MSM Newsbytes on European Banks, Adjusted for Factual Analysis, This 14th Day of July, 2010

I have been sounding the alarm on the Spanish banking system since January of 2009, and the Italian banks since the first quarter of this year. Now, the MSM is starting to catch up. For those who have not been reading my recent European work, I offer you The Pan-European Sovereign Debt Crisis series, for all others – read on…

From CNBC: Eleven Banks Will Fail EU Stress Tests: Strategist

Eleven banks including Germany’s Commerzbank and Italy’s Banco Popolare will fail the European Union’s stress tests, Alessandro Roccati, director at Macquarie Securities, told CNBC Wednesday.

“We identify a handful of banks which would need more capital in a base case stress scenario; these are: all Greek banks, Bankinter, Postbank, Banco Popolare, BCP, Commerzbank and Sabadell,” a report from Macquarie Securities said.

If BoomBustBlog subscribers recall, we had a very similar (if not significantly more extensive) list in our 1st quarter warning of banks exposed to the sovereign debt crisis (click here to subscribe).

Back to the article…

Even though the number of banks likely to fail the test is relatively small, it may not allay fears on the health of the overall European banking sector, the note said. Of the 46 listed banks being tested by the EU, only eleven will have insufficient capital, but of the total 91 banks, including non-listed banks, the number will be greater, Roccati said. “The key concern and the key differentiating factor is actually the cost of credit and not the decrease in revenues due to a slowdown of the economy,” he said. European banks may need a minimum of 6 percent tier-1 capital ratio in order to pass the stress tests, according to a Dow Jones report Wednesday. Roccati pointed out that the current regulations require a 4 percent tier-1 capital ratio.

EXTRACTED RECORDS
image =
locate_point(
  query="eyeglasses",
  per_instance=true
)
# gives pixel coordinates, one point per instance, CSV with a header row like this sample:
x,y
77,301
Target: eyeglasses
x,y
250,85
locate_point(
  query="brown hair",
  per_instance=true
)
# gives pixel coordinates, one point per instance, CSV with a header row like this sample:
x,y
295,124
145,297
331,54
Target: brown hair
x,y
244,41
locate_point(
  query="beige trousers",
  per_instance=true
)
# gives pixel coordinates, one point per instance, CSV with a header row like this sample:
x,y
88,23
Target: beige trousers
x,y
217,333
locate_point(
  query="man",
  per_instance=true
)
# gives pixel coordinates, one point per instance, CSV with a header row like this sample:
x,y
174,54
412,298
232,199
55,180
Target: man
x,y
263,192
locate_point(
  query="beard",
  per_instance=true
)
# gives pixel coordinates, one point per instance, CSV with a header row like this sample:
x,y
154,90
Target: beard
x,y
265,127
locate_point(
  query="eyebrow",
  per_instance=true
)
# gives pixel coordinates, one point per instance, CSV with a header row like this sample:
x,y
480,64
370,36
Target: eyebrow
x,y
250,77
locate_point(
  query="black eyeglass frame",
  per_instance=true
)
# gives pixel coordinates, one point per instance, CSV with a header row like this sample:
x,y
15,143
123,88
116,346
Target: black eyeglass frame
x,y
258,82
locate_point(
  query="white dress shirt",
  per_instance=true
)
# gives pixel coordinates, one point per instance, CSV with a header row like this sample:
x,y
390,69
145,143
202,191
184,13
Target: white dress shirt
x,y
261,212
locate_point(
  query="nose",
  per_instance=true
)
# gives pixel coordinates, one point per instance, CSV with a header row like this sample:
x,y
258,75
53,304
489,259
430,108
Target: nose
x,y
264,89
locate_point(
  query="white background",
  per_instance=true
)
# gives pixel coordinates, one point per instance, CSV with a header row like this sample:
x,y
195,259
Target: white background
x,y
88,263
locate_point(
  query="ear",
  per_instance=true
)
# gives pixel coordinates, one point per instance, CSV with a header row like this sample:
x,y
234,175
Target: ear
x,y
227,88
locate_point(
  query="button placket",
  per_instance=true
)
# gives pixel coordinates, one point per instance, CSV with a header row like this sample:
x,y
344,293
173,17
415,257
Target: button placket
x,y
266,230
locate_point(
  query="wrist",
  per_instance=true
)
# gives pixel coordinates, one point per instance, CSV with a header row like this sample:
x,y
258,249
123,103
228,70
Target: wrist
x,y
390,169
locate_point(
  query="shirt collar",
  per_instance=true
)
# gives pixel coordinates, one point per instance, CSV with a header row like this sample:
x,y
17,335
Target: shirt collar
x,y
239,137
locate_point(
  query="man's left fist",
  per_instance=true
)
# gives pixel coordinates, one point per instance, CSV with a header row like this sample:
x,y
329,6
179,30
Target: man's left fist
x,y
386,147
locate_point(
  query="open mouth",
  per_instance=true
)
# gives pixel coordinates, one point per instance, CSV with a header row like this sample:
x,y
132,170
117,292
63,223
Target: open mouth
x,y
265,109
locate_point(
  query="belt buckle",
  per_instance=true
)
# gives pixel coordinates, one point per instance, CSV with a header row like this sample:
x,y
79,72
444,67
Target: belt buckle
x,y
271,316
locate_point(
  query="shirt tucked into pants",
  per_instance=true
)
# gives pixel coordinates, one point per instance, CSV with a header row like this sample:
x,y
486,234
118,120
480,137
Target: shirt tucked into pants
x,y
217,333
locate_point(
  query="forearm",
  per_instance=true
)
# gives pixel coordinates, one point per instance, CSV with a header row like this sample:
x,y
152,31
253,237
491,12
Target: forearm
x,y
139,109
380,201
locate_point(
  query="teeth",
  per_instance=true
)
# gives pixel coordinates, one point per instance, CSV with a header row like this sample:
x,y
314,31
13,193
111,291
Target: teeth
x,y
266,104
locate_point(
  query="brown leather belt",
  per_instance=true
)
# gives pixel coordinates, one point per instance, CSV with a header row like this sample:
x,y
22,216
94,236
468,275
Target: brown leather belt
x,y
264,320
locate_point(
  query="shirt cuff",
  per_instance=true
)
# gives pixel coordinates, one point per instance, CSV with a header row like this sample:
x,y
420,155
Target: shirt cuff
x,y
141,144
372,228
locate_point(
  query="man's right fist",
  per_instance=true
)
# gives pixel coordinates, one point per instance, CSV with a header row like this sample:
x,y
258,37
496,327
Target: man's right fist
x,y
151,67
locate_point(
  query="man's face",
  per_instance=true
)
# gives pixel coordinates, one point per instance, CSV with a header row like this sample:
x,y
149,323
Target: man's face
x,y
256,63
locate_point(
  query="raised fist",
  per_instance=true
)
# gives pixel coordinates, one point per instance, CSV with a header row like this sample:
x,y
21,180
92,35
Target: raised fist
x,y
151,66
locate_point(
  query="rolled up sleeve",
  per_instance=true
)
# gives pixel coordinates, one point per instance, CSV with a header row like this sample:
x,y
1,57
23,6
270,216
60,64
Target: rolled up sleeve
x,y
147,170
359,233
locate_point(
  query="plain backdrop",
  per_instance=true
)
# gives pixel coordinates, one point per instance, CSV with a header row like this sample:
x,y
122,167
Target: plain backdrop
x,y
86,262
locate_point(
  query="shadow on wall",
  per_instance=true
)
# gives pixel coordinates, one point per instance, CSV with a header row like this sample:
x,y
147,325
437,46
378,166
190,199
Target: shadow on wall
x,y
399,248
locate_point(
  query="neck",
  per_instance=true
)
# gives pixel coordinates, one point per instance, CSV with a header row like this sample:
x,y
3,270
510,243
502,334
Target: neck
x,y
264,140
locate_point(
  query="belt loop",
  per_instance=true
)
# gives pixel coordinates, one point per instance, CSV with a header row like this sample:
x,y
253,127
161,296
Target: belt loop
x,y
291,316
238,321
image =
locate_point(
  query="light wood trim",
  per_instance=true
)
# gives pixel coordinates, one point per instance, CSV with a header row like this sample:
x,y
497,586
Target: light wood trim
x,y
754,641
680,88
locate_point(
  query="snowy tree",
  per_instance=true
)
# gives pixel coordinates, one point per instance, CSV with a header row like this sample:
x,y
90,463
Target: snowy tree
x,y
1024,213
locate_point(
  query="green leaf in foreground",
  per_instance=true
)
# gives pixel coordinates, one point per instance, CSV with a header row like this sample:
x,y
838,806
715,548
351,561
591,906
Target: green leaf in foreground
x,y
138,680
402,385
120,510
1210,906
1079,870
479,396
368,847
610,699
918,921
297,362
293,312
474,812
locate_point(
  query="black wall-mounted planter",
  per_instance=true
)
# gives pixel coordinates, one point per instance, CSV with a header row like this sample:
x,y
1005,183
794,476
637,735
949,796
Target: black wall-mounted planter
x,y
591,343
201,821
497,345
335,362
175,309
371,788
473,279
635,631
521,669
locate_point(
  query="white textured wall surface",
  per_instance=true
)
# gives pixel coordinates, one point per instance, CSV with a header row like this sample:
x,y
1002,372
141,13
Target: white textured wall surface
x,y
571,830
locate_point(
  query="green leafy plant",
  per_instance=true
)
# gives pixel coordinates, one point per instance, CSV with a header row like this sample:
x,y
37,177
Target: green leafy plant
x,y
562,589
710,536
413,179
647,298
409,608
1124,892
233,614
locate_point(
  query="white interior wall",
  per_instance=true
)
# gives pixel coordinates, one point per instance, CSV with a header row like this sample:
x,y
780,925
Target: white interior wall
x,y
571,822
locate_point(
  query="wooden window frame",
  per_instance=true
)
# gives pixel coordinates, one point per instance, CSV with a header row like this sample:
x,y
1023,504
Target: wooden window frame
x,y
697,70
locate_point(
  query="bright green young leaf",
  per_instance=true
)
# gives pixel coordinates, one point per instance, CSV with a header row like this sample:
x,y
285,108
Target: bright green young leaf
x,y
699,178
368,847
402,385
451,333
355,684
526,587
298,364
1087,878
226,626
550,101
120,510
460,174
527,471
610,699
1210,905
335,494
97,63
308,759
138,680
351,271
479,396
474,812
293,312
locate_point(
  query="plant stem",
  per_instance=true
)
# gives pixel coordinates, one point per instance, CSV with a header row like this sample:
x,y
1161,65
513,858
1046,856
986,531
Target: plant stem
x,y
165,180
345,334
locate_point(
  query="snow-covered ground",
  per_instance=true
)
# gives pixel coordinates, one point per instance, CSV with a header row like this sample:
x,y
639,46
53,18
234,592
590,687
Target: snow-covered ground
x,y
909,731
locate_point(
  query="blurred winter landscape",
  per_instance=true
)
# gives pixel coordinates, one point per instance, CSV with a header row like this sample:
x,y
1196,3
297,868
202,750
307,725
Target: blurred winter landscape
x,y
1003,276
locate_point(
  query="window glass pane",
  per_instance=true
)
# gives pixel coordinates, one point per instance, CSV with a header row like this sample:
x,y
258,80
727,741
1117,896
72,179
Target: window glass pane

TO BE DONE
- 1) In the post on European bank stress tests, what tier-1 capital ratio do current regulations require, according to Roccati?
- 2) Condense the paragraph beginning "Even though the number of banks likely to fail" from the post on European bank stress tests into a short bulleted list that keeps its main facts.

RESULTS OF THE TASKS
- 1) A 4 percent tier-1 capital ratio.

- 2)
- According to the note, the small number of banks likely to fail may not ease fears about the health of the overall European banking sector.
- Of the 46 listed banks the EU is testing, only eleven will have insufficient capital. Roccati said the number will be greater among all 91 banks, including non-listed ones.
- Roccati said the key concern is the cost of credit, not falling revenues from an economic slowdown.
- A Dow Jones report said banks may need at least a 6 percent tier-1 capital ratio to pass.
- Roccati noted that current regulations require 4 percent.